• Objective
Render every item below as a numbered list, leaving out any blank lines.

• Stored records
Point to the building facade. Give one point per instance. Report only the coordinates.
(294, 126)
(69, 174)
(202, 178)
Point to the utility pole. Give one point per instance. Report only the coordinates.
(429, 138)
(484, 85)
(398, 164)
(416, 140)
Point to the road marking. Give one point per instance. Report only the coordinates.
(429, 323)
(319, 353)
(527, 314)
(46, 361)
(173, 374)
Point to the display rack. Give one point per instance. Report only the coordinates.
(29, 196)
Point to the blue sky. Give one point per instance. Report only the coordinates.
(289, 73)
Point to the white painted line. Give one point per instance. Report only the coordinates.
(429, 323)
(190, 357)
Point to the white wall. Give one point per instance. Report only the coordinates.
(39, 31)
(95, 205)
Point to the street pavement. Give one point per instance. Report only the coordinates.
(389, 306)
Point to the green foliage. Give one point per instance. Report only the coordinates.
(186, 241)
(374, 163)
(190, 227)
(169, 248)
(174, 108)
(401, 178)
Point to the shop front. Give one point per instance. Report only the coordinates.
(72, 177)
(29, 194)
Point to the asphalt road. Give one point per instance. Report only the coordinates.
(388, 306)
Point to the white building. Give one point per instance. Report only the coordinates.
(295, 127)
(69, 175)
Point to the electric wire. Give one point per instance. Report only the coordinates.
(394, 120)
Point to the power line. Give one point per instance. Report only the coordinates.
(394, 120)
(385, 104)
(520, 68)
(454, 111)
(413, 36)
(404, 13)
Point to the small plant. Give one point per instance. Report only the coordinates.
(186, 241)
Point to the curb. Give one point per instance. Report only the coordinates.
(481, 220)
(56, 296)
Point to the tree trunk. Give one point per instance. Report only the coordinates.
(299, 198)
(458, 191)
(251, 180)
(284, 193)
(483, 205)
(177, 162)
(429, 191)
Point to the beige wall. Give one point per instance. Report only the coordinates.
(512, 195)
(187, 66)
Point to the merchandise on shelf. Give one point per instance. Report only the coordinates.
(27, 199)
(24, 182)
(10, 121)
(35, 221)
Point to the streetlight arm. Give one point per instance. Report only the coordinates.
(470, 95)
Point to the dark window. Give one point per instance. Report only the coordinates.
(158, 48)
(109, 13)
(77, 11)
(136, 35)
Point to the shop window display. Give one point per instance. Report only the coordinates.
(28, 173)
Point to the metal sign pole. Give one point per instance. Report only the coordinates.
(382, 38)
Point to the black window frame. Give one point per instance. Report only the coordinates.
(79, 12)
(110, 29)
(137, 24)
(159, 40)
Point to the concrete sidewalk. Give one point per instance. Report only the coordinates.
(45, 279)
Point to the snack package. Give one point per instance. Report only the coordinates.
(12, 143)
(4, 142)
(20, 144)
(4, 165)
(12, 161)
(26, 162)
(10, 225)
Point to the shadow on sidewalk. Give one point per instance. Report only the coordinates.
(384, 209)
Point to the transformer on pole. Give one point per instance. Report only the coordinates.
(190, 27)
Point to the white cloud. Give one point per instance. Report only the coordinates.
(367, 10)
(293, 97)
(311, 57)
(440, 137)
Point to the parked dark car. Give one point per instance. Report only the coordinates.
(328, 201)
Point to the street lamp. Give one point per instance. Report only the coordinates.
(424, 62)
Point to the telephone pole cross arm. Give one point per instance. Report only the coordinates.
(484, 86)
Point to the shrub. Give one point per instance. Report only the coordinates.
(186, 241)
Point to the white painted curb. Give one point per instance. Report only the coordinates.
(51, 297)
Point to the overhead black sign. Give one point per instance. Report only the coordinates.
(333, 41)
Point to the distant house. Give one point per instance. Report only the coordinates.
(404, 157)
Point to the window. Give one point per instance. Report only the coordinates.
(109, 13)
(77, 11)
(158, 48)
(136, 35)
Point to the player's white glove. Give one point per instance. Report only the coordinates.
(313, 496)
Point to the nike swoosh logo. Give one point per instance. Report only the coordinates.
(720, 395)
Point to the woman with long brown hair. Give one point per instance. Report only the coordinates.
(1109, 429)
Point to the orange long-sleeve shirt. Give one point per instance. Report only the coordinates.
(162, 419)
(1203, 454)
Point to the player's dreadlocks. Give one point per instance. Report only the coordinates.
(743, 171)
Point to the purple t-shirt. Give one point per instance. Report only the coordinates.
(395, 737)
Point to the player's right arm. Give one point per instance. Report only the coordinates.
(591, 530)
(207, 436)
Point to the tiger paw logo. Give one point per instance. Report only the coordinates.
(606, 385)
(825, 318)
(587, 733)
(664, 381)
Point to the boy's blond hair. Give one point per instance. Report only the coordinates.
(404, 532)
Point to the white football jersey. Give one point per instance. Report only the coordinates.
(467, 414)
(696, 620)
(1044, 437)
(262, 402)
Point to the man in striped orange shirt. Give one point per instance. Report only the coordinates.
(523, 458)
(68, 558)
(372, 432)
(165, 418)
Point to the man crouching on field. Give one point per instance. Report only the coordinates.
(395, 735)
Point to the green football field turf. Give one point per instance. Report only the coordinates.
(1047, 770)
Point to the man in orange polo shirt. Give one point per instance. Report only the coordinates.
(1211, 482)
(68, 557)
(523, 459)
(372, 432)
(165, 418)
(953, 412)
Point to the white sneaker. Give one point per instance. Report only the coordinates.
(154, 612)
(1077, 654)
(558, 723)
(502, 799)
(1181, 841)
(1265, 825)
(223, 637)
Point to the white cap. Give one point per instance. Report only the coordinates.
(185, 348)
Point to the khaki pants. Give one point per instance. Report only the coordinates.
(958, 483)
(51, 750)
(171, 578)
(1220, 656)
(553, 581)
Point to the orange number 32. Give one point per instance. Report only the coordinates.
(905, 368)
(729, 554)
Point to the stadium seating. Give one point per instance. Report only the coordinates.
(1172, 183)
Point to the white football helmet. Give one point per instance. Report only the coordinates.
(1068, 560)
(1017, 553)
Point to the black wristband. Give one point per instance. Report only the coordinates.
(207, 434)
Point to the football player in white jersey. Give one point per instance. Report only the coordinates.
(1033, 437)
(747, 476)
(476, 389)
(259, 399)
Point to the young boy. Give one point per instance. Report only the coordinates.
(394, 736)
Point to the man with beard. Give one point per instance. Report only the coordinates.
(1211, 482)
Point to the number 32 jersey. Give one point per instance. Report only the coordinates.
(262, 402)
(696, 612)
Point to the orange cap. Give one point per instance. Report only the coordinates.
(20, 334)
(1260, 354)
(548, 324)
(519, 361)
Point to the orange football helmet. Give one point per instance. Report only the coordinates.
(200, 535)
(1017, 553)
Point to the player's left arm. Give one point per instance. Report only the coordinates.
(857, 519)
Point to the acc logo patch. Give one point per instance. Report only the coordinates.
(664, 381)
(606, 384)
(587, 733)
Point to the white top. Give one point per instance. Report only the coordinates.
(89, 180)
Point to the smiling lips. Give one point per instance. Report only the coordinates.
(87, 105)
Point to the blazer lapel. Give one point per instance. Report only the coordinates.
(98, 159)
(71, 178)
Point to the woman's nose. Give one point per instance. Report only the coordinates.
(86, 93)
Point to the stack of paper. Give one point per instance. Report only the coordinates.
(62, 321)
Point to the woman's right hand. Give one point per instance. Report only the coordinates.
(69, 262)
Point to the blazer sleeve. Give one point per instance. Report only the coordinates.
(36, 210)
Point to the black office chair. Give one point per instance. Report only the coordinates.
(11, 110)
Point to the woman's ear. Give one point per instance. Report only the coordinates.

• Exercise response
1. Point to the building facade. Give one point per instance. Report only the coordinates.
2. (294, 126)
3. (69, 174)
4. (202, 178)
5. Point to the utility pole. Give one point per instance. Report only the coordinates.
6. (429, 138)
7. (484, 85)
8. (398, 164)
9. (416, 140)
10. Point to the road marking. Give one point per instance. Report only the coordinates.
11. (429, 323)
12. (319, 353)
13. (527, 314)
14. (46, 361)
15. (173, 374)
16. Point to the display rack. Give one point per instance. Report only the coordinates.
17. (29, 196)
18. Point to the blue sky. Give one point per instance. Report only the coordinates.
19. (289, 73)
20. Point to the white painted line. Give one point per instance. Report only the coordinates.
21. (429, 323)
22. (190, 357)
23. Point to the white wall. Give one point per instance. Report only the coordinates.
24. (39, 31)
25. (95, 205)
26. Point to the street pavement. Give one point per instance. Report only the coordinates.
27. (389, 306)
28. Point to the green foliage. Give one point per instance. Report only the coordinates.
29. (186, 241)
30. (374, 163)
31. (190, 227)
32. (169, 248)
33. (174, 108)
34. (401, 178)
35. Point to the shop front. Give one point per instance. Report only the coordinates.
36. (72, 177)
37. (29, 194)
38. Point to the asphalt road. Give one point per instance. Report only the coordinates.
39. (388, 306)
40. Point to the white building. Give one point per instance. Report only the coordinates.
41. (295, 127)
42. (69, 175)
43. Point to the electric wire. Give one point per instance. Report only the coordinates.
44. (394, 120)
45. Point to the power line. Give one point per instance. Report only the coordinates.
46. (394, 120)
47. (385, 104)
48. (520, 68)
49. (454, 111)
50. (413, 36)
51. (404, 13)
52. Point to the small plant. Give one point per instance. Report only the coordinates.
53. (186, 241)
54. Point to the curb. Give one point per instance. Report only the coordinates.
55. (481, 220)
56. (56, 296)
57. Point to the tree trunk. Give one point per instance. Report only the coordinates.
58. (299, 198)
59. (458, 191)
60. (251, 180)
61. (284, 193)
62. (483, 205)
63. (177, 162)
64. (429, 191)
65. Point to the beige wall. Give one point per instance. Report only the coordinates.
66. (512, 195)
67. (187, 66)
68. Point to the merchandise on shelf. Give one point per instance. Report only the coordinates.
69. (27, 199)
70. (24, 182)
71. (10, 121)
72. (35, 221)
73. Point to the streetlight arm. Give one point per instance. Report only the coordinates.
74. (470, 95)
75. Point to the dark window. Give one point per instance. Report only the coordinates.
76. (158, 48)
77. (109, 13)
78. (77, 11)
79. (136, 35)
80. Point to the shop window display. Give one point per instance. Report only the coordinates.
81. (28, 173)
82. Point to the metal sign pole. Give one point per instance. Report only the coordinates.
83. (382, 38)
84. Point to the black window frame. Give one point per instance. Report only the coordinates.
85. (79, 12)
86. (110, 29)
87. (137, 24)
88. (159, 40)
89. Point to the concrete sidewalk. Give one point per instance. Report only the coordinates.
90. (45, 279)
91. Point to the snack package. Give one point per instance. Report only the coordinates.
92. (12, 143)
93. (4, 142)
94. (20, 144)
95. (4, 165)
96. (12, 161)
97. (26, 162)
98. (10, 225)
99. Point to the shadow on sidewalk. Give one point per instance. Report only the coordinates.
100. (384, 209)
101. Point to the transformer on pole. Give one point per instance. Report only the coordinates.
102. (190, 27)
103. Point to the white cloud. Give one point per instance. Report only the coordinates.
104. (367, 10)
105. (293, 97)
106. (311, 57)
107. (440, 137)
108. Point to the parked dark car. Give one point per instance. Report only the coordinates.
109. (328, 201)
110. Point to the street lamp. Give one point per instance. Report only the coordinates.
111. (424, 62)
112. Point to the telephone pole cross arm. Give one point per instance. Report only the coordinates.
113. (484, 86)
114. Point to the shrub. Give one point per instance. Report only the coordinates.
115. (186, 241)
116. Point to the white painted curb. Give one point per instance. Report only the coordinates.
117. (51, 297)
118. Point to the overhead black sign. Give one point per instance. Report only the coordinates.
119. (333, 41)
120. Point to the distant house. Give one point per instance. Report only the coordinates.
121. (404, 157)
122. Point to the window. Give one point per instance. Report only the coordinates.
123. (109, 13)
124. (77, 11)
125. (158, 48)
126. (136, 35)
127. Point to the player's white glove. Give one point per instance. Report only the coordinates.
128. (313, 496)
129. Point to the nike swoosh logo. Give one point per instance. Report only the coordinates.
130. (720, 395)
131. Point to the woman with long brown hair. Give one point per instance. Report only the coordinates.
132. (1109, 429)
133. Point to the orange long-sleeve shirt. Give one point per instance. Report only the coordinates.
134. (162, 419)
135. (1203, 454)
136. Point to the player's dreadlocks. Give one point per instance. Report only the coordinates.
137. (743, 171)
138. Point to the purple t-shirt. Give one point per instance. Report only the coordinates.
139. (395, 737)
140. Point to the player's right arm. Give one point per instance. Report only the coordinates.
141. (591, 530)
142. (207, 436)
143. Point to the tiger paw logo. Give one point per instance. Report only the coordinates.
144. (606, 385)
145. (825, 318)
146. (587, 733)
147. (664, 381)
148. Point to the boy's blond hair. Give one point per instance. Report only the coordinates.
149. (404, 532)
150. Point to the white football jersey. Give one point per instance. Report only the coordinates.
151. (467, 414)
152. (696, 620)
153. (1044, 437)
154. (262, 402)
155. Point to the man in striped orange shirt. Give one point per instance. Report only the coordinates.
156. (523, 458)
157. (68, 558)
158. (372, 432)
159. (165, 418)
160. Point to the man crouching on field. Give one point per instance. Report only the coordinates.
161. (395, 735)
162. Point to the green football field turf. Give one point per instance. Report only the coordinates.
163. (1047, 770)
164. Point to the man in orange polo shirt. Give one point per instance. Report only the coordinates.
165. (1211, 482)
166. (68, 557)
167. (523, 459)
168. (372, 432)
169. (165, 418)
170. (953, 412)
171. Point to the white sneaker. Give one point per instance. Report only the coordinates.
172. (154, 612)
173. (1077, 654)
174. (558, 723)
175. (502, 799)
176. (1181, 841)
177. (1265, 825)
178. (223, 637)
179. Point to the white cap. Give one point per instance. Report only the coordinates.
180. (185, 348)
181. Point to the khaki pants. Give one point per instance. Report only the coordinates.
182. (958, 483)
183. (51, 750)
184. (171, 578)
185. (1220, 656)
186. (553, 581)
187. Point to the orange number 32. Give one point per instance. Report only the coordinates.
188. (905, 368)
189. (729, 554)
190. Point to the stadium seating. Give one point per instance. Report only the coordinates.
191. (1172, 183)
192. Point to the white football helmet. Give one point per instance. Report only the coordinates.
193. (1068, 560)
194. (1017, 553)
195. Point to the black wristband. Give one point per instance. Report only the coordinates.
196. (207, 434)
197. Point to the football player in white jersey. Give one point per instance. Report only the coordinates.
198. (1033, 437)
199. (747, 476)
200. (476, 389)
201. (259, 399)
202. Point to the young boy. Give one point per instance. Report only the coordinates.
203. (394, 736)
204. Point to the man with beard. Give one point per instance. Report only the coordinates.
205. (1211, 482)
206. Point to the number 32 jersey. Give one point per instance. Report only the coordinates.
207. (262, 402)
208. (696, 612)
209. Point to the orange cap. Give one point per instance. Report only the coordinates.
210. (20, 334)
211. (1260, 354)
212. (548, 324)
213. (519, 361)
214. Point to the orange football helmet. Give one point per instance. Report only the coordinates.
215. (200, 535)
216. (1017, 553)
217. Point to the player's left arm. Give one point per instance. Report only the coordinates.
218. (857, 519)
219. Point to the acc logo patch. Give one point per instance. Report only the coordinates.
220. (664, 381)
221. (606, 384)
222. (587, 733)
223. Point to the white top. Give one point per instance. Report only the coordinates.
224. (89, 180)
225. Point to the smiling lips. Give one point per instance. Report only the coordinates.
226. (87, 105)
227. Point to the blazer lapel. Give one point per instance. Report only the coordinates.
228. (98, 159)
229. (71, 178)
230. Point to the woman's nose. Give one point per instance. Report only the coordinates.
231. (86, 93)
232. Point to the stack of paper. Give one point per instance. Report only the coordinates.
233. (62, 321)
234. Point to the woman's right hand. Give one point per instance. Report only the coordinates.
235. (69, 262)
236. Point to the blazer sleeve. Give one point per instance. Report only the coordinates.
237. (36, 210)
238. Point to the black office chair. Give one point per instance. Report only the coordinates.
239. (11, 110)
240. Point to the woman's ear. Give one point per instance. Report only the coordinates.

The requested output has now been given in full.